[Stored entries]
..............................

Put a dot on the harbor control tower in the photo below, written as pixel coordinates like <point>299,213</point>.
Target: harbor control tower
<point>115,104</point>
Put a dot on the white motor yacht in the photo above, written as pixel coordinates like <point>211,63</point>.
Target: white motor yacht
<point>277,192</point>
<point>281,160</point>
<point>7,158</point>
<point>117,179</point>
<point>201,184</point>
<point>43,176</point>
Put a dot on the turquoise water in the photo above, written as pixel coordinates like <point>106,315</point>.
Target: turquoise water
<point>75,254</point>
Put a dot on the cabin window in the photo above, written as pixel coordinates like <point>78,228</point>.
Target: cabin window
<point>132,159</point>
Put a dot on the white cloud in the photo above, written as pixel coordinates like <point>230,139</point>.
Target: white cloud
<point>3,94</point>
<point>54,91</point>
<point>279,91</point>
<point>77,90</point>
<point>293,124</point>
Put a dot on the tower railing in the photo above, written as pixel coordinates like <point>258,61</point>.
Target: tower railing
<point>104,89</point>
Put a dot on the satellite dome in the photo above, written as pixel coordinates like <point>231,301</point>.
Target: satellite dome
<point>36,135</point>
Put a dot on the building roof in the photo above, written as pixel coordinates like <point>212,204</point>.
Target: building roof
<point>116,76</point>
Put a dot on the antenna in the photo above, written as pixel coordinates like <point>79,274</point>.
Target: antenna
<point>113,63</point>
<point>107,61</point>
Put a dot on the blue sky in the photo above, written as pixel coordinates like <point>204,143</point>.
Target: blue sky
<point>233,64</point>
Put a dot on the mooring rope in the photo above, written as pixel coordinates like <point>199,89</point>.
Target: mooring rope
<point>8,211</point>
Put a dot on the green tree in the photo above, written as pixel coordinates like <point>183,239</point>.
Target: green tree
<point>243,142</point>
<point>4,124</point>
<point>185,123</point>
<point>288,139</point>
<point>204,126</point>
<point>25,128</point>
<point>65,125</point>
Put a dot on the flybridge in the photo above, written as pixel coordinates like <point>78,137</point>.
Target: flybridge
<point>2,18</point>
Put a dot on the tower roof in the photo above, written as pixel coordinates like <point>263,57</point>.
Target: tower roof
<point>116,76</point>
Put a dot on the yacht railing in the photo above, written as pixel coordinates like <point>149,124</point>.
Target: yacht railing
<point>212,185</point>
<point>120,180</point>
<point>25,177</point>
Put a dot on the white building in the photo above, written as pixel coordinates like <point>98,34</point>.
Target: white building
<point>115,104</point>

..............................

### [Action item]
Type the data out again, exactly.

### [Written response]
Put a dot on the harbor control tower in the photo below, written as pixel coordinates like <point>299,213</point>.
Target: harbor control tower
<point>115,104</point>
Put a dot on the white motor yacht in the photo above, written as pixel coordinates like <point>211,63</point>.
Target: white motor yacht
<point>277,192</point>
<point>281,160</point>
<point>7,158</point>
<point>117,179</point>
<point>201,184</point>
<point>43,176</point>
Put a dot on the turquoise water in the photo above, written as pixel coordinates like <point>106,315</point>.
Target: turquoise water
<point>75,254</point>
Put a dot on the cabin window in the photo above, written as pixel coordinates like <point>78,228</point>.
Target: cabin window
<point>132,159</point>
Put a dot on the white cloud in the photo above, written as pixel coordinates like <point>230,139</point>.
Target: white cloud
<point>3,94</point>
<point>54,91</point>
<point>279,91</point>
<point>77,90</point>
<point>293,124</point>
Put a dot on the tower railing in the photo above, written as pixel coordinates like <point>258,61</point>.
Target: tower railing
<point>104,89</point>
Put a dot on the satellite dome in the photo above, written as pixel coordinates like <point>231,301</point>.
Target: satellite dome
<point>36,135</point>
Put a dot on the building roof in the photo above, written as pixel coordinates like <point>212,204</point>.
Target: building roof
<point>116,76</point>
Put a dot on the antenna in the photo above, written as pixel coordinates like <point>79,274</point>.
Target: antenna
<point>113,63</point>
<point>107,61</point>
Put a dot on the blue sky in the photo above, written as pixel coordinates like <point>204,143</point>.
Target: blue sky
<point>233,64</point>
Put a dot on the mooring rope in the photo above, written as pixel coordinates like <point>199,89</point>.
Target: mooring rope
<point>8,211</point>
Put a dot on the green tree in the photo above, written as pixel coordinates like <point>183,239</point>.
Target: green tree
<point>243,142</point>
<point>4,124</point>
<point>185,123</point>
<point>288,139</point>
<point>204,126</point>
<point>25,128</point>
<point>65,125</point>
Put a dot on the flybridge in the photo above, written as pixel coordinates like <point>78,137</point>.
Target: flybridge
<point>2,18</point>
Put a dot on the tower roof in the photo above, written as pixel coordinates like <point>263,57</point>.
Target: tower roof
<point>116,76</point>
Put a dot on the yacht railing in the photo above, written as pixel coordinates like <point>149,124</point>.
Target: yacht railing
<point>212,185</point>
<point>120,180</point>
<point>25,177</point>
Put a dot on the white building in the photo above, written as pixel coordinates like <point>98,34</point>.
Target: white building
<point>115,104</point>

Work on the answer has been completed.